## What the task asks
Copy every line of the material below, multiplying each answer coordinate by 1.6 and rounding to a whole number, with halves rounded up. Leave the format sample coordinates unchanged.
══════════
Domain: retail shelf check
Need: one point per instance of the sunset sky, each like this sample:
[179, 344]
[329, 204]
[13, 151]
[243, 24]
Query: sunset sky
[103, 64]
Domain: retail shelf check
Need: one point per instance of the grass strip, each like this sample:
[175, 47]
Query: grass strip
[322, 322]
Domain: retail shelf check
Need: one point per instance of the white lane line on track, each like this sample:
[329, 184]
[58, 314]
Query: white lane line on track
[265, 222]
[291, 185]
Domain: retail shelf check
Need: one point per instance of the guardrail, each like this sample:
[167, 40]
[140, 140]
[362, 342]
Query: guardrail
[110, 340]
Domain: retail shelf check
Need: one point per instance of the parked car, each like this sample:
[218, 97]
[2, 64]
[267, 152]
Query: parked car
══════════
## Final answer
Domain: retail shelf check
Need: one point per instance of the sunset sky, each like this sample:
[179, 344]
[329, 204]
[13, 151]
[243, 24]
Query: sunset sky
[165, 102]
Domain: retail shelf check
Need: one point per instance of the grass strip, each like this sample:
[175, 47]
Query: grass strip
[515, 515]
Domain: retail shelf check
Need: one point per instance of the white lane line on track, each like this sample:
[329, 184]
[58, 314]
Query: white lane line on track
[424, 355]
[466, 296]
Domain: retail shelf check
Need: one point per instance of the guardrail, each like this sample:
[167, 40]
[140, 140]
[362, 342]
Query: guardrail
[176, 544]
Domain: retail shelf check
Need: one point per instance of the parked car, each like this sample:
[218, 97]
[2, 64]
[267, 152]
Query: parked car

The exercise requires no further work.